EXERCISE TASK A: According to the passage on Moore's doctrine of diaphaneity, which model of sense data did Moore eventually revert to?

** start of DOCUMENT EXCERPT **

Moore’s doctrine of the diaphaneity of experience is fundamentally a negative thesis; it is the denial of the availability to introspection or attention of the properties of our sensations. It is the absence of discernible properties of sensations that is the key explainer of why, according to Moore, the Idealist finds it easy to run together, say, ‘sensation of blue’ and ‘blue’. However, that is not to say that Moore did not think that important positive claims followed about was discernible and discerned by introspection and attention.

A number of years after the publication of “Refutation”, Moore celebratedly (or notoriously) embraced sense datum theory, eventually equivocating between different variants of the position. One variant seems to have conceived of sense data as ‘inner’ or subjective elements. A later version conceived of sense data as ‘outer’ or objective facing surfaces of bodies in the external world (similar to the view of "Refutation", as we shall see). Eventually Moore reverted to the "inner" model. A number of modern authors seem to take it for granted that Moore had embraced the sense datum theory by the period during which he wrote "The Refutation of Idealism". I think that he had not. At the very least, there is good reason to think that Moore did not there assume a sense datum theory of the ‘inner’ kind in giving his account of diaphaneity. Thus, for example, in the concluding paragraphs of the paper, he categorically asserted that

I am as directly aware of the existence of material things in space as of my own sensations; and what I am aware of with regard to each is exactly the same – namely that in one case the material thing, and in the other case my sensation does exist. (453)

It is likely that Moore had not at that time looked closely into the question of illusions and hallucinations.

The key point

Such an apparent Direct Realism with respect to "material things in space" does not fit well with sense datum theory of the 'inner' kind. However, regardless of the timing of Moore's adoption of the sense datum theory, it should be plain that his thesis of diaphaneity is, in fact, independent of whether the ‘objects’ of sensations are ‘inner’ or ‘outer’ ones. Whether we are aware of an ‘inner’ blue or an ‘outer’ blue, it is the 'awareness' that the doctrine of diaphaneity is about: what our introspection or attention reveals is only the blue and not attributes of the being aware itself.

Even if Moore, at the time of writing "Refutation", believed that the blue 'object' of a sensation was the blue of a flower outside his body, it makes no difference to the standing of the thesis that the awareness in our sensation does not reflexively capture its own properties and yield them in the experience of the subject.

If experience really is diaphanous, then our expectations for solving the problem of consciousness need some adjustment. For the issue is not just that of explaining phenomenal qualities, but rather that of explaining, whether scientifically or philosophically, if that is something different, the reality of awareness -- consciousness -- as an unobservable.

Moore’s version of diaphaneity is, then, at the outset, the negative thesis that our being aware of an instance of blue does not includeour being aware of (any attributes of ) the awareness itself.

Strikingly, on the other hand, modern philosophers who appeal to diaphaneity, prominently though not exclusively including some advocates of Intentionalist Representationalism, tend to put the doctrine in terms of its arguable corollary that introspection yields awareness only of the attributes of the external world, give or take. (Leave aside phosphenes, migraine castellation, dreams, and night-time noise to signal.) We are aware, they say, of properties of represented external worlds, not attributes of our experience. This is a logically much stronger position than what I have suggested Moore's to be even though Moore, as I have indicated, may have, when writing "Refutation", agreed with modern philosophers that the blue in question, in a sensation of blue, is the blue of an external object, that fact is not what the core doctrine of diaphaneity is about. Diaphaneity is about awareness, not about what awareness is of per se.

** end of DOCUMENT EXCERPT **

EXERCISE TASK B: Edit the records from the line containing "compact like (239,158)." through the end of the records, replacing "drill body" with "drill housing" and leaving everything else unchanged.

** start of TASK DATA **

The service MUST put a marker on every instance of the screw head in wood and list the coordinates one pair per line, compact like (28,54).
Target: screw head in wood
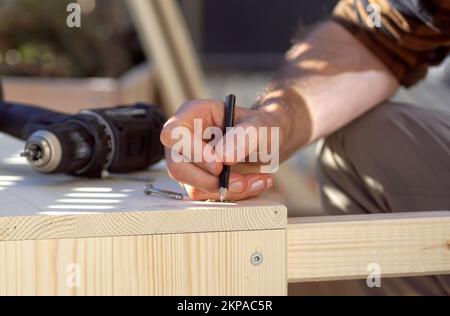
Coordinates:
(257,259)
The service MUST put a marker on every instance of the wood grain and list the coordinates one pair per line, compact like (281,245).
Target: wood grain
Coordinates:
(338,248)
(182,264)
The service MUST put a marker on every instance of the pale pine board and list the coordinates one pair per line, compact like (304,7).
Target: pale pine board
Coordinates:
(176,264)
(36,206)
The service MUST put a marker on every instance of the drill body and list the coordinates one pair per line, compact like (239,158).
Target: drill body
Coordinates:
(117,140)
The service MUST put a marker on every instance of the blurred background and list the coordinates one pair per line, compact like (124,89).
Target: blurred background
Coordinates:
(239,45)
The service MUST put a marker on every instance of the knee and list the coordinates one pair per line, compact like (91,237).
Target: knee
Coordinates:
(368,144)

** end of TASK DATA **

RESULT A: He reverted to the "inner" model.

RESULT B:
The service MUST put a marker on every instance of the drill housing and list the coordinates one pair per line, compact like (239,158).
Target: drill housing
Coordinates:
(117,140)
The service MUST put a marker on every instance of the blurred background and list the coordinates one pair per line, compact like (124,89).
Target: blurred background
Coordinates:
(239,45)
The service MUST put a marker on every instance of the knee and list the coordinates one pair per line, compact like (91,237).
Target: knee
Coordinates:
(368,144)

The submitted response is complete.